_Work required_
Reproduce the part of the passage on Toyota's electric and fuel cell vehicle plans that starts with "In a news conference" and goes on through "commercialization prospects.(Earlier post.)".
-- Text segment start --
In a news conference at the Japan National Press Club on Friday, Toyota Motor President Akio Toyoda said that the company plans to begin mass production of electric vehicles in the US in 2012, followed by US production of fuel cell vehicles in 2015. Toyoda positioned EVs for short-distance travel and fuel cell cars for longer ranges. The 2015 date for fuel cell vehicles reinforced remarks made in June by vice president Masatami Takimoto about commercialization prospects.(Earlier post.)

During his presentation at the recent California Air Resources Board (ARB) ZEV Technology Symposium, Tatsuaki Yokoyama, from Toyota Motor Engineering & Manufacturing North America, said that Toyota aimed to reduce the cost of fuel cell vehicles to 1/10 of the current level by design and materials improvement by commercialization in 2015. Following that milestone, the company is targeting reduction to a subsequent 1/10 through scales of economy resulting from increasing mass production.
-- Text segment end --
-- Data lines start --
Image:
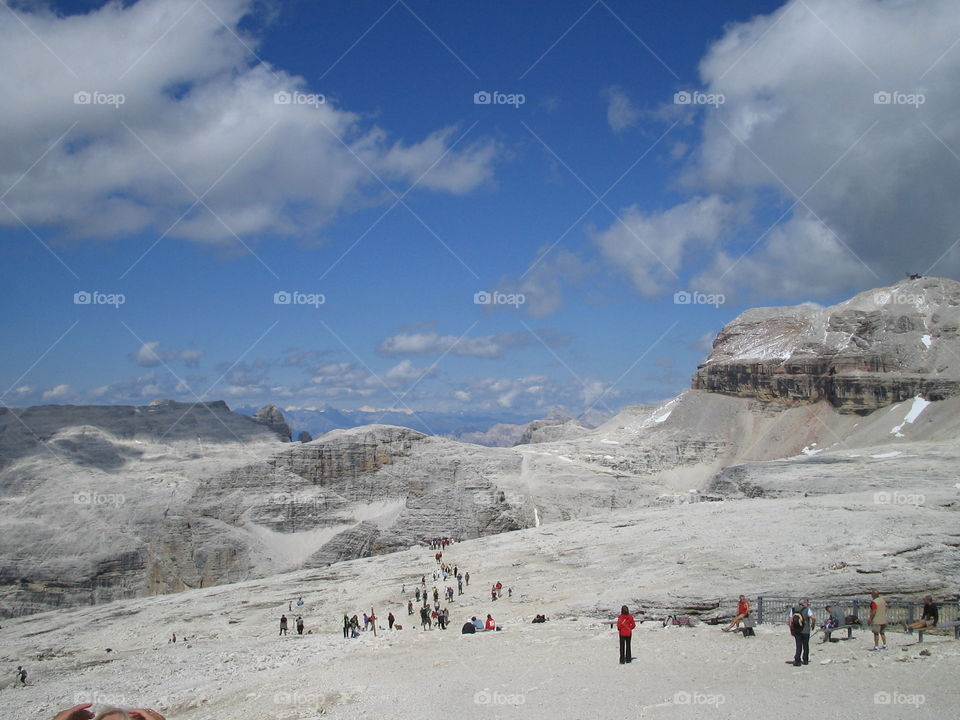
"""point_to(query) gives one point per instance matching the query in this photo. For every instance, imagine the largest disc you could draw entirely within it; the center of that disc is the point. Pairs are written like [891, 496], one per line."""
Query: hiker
[797, 622]
[743, 611]
[625, 626]
[928, 618]
[878, 620]
[83, 712]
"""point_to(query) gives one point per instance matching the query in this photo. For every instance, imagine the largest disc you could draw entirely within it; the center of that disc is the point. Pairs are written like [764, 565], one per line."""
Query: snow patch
[918, 406]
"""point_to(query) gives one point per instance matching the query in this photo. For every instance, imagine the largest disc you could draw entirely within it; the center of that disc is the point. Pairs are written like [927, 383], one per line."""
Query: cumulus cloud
[621, 114]
[198, 117]
[828, 186]
[150, 355]
[433, 343]
[59, 392]
[405, 373]
[651, 248]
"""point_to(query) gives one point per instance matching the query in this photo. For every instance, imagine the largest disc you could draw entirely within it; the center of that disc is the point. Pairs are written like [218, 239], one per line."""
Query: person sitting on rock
[743, 611]
[82, 712]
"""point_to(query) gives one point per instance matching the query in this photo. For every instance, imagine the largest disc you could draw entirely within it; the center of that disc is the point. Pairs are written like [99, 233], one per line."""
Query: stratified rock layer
[880, 347]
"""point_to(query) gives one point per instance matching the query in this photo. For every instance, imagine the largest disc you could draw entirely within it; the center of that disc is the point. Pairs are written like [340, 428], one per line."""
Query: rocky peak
[270, 416]
[881, 346]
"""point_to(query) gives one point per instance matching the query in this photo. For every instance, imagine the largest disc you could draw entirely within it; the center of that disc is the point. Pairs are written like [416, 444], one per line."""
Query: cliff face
[880, 347]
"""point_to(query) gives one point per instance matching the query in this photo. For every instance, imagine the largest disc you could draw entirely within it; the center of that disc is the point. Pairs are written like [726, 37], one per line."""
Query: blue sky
[146, 153]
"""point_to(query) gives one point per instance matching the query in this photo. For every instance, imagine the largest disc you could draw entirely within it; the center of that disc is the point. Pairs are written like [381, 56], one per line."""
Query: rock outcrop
[880, 347]
[270, 416]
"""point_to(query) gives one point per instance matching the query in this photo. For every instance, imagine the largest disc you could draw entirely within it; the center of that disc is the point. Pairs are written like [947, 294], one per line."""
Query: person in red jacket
[625, 626]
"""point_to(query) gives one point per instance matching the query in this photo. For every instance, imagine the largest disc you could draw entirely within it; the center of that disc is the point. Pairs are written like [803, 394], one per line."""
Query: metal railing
[771, 609]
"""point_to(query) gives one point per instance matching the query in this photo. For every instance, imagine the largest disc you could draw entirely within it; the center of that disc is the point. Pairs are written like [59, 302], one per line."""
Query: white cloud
[204, 108]
[150, 355]
[878, 181]
[651, 248]
[58, 393]
[621, 114]
[404, 373]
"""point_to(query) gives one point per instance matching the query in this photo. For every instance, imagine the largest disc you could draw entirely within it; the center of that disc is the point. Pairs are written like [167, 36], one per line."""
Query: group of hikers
[428, 603]
[803, 621]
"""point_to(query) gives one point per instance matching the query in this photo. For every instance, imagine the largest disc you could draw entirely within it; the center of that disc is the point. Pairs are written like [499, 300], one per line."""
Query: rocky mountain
[880, 347]
[482, 428]
[99, 504]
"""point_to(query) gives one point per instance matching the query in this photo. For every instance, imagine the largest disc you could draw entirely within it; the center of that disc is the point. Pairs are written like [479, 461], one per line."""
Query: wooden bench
[827, 632]
[942, 626]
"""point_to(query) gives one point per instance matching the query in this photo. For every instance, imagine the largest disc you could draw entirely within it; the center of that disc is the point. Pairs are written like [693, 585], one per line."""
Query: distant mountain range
[453, 425]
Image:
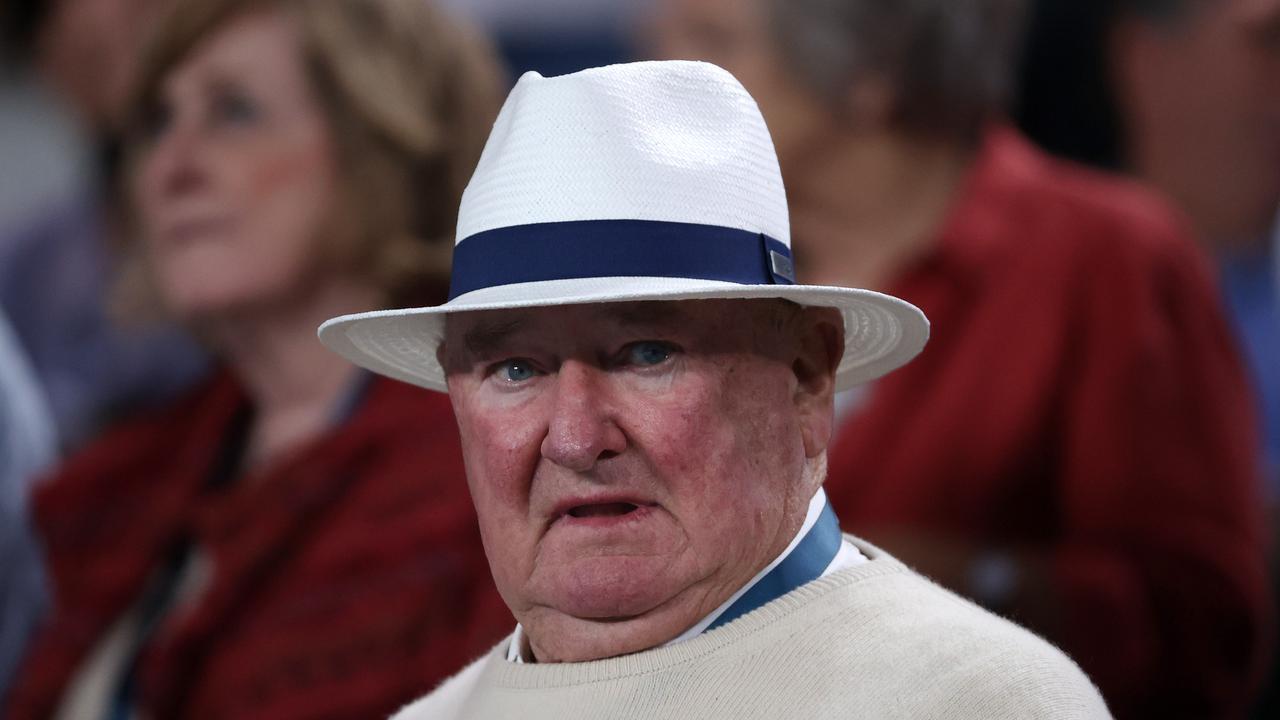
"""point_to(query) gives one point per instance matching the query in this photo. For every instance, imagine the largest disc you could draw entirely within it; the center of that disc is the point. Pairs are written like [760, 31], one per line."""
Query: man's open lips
[602, 510]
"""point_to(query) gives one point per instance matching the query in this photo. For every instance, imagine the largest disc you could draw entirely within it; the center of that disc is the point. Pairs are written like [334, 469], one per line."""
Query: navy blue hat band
[604, 249]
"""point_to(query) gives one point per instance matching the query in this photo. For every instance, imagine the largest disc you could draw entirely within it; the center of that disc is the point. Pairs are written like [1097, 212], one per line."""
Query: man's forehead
[485, 329]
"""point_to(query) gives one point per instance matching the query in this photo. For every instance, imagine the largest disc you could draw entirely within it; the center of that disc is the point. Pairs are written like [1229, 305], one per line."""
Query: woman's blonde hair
[408, 94]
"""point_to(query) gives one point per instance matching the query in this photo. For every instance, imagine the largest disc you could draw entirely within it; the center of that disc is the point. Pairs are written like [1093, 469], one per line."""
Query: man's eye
[645, 354]
[513, 370]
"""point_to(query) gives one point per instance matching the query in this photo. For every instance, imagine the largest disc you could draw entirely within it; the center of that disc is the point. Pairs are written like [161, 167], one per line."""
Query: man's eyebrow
[488, 337]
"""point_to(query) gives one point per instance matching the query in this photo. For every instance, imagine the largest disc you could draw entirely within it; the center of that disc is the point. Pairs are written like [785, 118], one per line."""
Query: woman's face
[236, 176]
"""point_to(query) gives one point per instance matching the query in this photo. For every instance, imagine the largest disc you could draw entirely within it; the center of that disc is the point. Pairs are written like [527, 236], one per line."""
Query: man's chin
[558, 637]
[612, 589]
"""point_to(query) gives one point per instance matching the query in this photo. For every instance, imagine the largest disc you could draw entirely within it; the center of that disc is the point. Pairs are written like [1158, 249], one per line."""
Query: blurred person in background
[1097, 479]
[1184, 95]
[556, 36]
[293, 538]
[62, 94]
[27, 446]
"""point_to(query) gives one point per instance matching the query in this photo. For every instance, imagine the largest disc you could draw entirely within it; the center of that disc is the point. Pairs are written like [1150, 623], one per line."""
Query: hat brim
[881, 332]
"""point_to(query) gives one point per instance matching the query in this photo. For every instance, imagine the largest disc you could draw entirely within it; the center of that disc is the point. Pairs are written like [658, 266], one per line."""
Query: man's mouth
[602, 510]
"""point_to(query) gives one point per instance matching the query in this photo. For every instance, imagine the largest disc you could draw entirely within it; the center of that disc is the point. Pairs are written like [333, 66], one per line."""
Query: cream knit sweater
[872, 641]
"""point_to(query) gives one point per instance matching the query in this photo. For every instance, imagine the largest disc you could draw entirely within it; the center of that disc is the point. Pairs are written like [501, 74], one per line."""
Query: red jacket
[347, 578]
[1080, 395]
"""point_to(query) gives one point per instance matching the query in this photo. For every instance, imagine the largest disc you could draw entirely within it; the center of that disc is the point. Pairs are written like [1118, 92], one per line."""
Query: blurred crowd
[205, 514]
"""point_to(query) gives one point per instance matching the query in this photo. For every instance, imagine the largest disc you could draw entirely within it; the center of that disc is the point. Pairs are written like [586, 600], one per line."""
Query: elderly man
[645, 401]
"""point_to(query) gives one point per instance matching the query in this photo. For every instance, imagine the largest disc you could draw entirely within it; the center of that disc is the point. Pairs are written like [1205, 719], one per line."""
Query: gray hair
[950, 63]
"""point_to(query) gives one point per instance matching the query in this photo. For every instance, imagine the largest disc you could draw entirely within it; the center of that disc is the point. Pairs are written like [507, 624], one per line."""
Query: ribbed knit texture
[873, 641]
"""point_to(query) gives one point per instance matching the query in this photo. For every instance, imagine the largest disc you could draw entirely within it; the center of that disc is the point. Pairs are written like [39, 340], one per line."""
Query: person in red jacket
[1077, 445]
[293, 540]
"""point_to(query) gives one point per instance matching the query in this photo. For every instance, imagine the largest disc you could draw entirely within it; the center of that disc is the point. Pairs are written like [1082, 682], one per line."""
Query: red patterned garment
[346, 579]
[1079, 397]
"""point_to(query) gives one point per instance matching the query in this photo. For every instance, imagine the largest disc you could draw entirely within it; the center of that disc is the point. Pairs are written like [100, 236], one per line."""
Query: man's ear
[818, 352]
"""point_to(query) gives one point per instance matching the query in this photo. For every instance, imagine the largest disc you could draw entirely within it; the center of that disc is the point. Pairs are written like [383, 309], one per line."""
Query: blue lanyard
[805, 564]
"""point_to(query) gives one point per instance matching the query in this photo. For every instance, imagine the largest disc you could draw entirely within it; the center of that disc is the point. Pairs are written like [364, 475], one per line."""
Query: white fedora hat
[645, 181]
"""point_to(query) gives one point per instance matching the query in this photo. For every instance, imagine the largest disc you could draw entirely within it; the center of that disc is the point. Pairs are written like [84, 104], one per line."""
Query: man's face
[634, 464]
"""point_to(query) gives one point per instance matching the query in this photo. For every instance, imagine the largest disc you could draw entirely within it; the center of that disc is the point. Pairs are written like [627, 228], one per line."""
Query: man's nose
[581, 429]
[176, 162]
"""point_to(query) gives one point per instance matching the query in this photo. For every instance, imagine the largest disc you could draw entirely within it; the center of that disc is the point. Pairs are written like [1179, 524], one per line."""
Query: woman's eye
[234, 109]
[647, 354]
[513, 370]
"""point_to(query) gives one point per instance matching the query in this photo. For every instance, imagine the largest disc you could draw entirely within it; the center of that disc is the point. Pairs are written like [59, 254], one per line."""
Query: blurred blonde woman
[293, 538]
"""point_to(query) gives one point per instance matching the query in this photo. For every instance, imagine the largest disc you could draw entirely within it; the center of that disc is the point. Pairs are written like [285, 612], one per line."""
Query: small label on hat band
[782, 267]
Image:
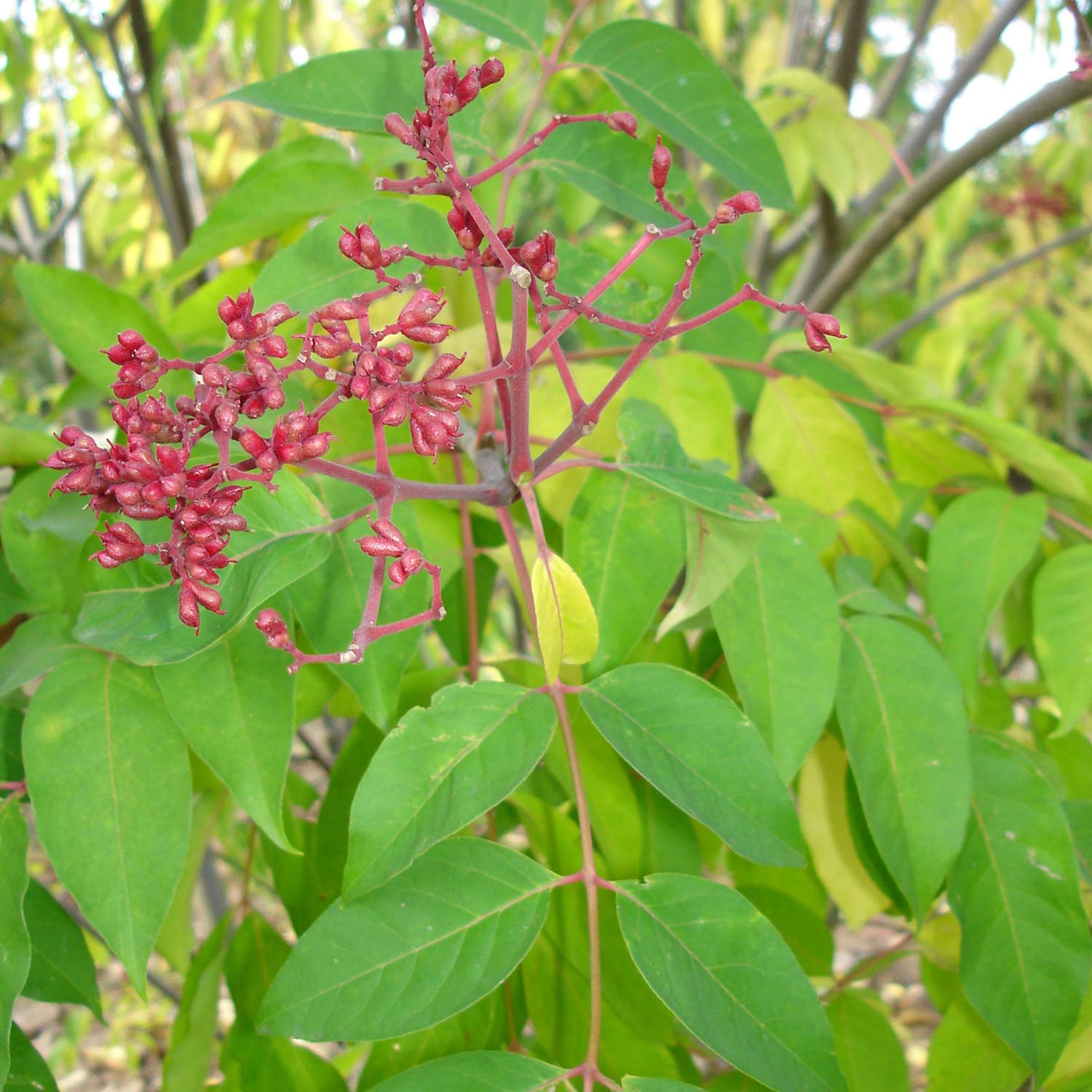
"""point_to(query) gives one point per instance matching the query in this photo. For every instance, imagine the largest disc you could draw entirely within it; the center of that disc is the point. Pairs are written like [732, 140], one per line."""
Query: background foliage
-- Data lines end --
_Output for this task_
In a news conference at the Japan National Press Club on Friday, Toyota Motor President Akio Toyoda said that the company plans to begin mass production of electric vehicles in the US in 2012, followed by US production of fuel cell vehicles in 2015. Toyoda positioned EVs for short-distance travel and fuel cell cars for longer ranges. The 2015 date for fuel cell vehicles reinforced remarks made in June by vice president Masatami Takimoto about commercialization prospects.(Earlier post.)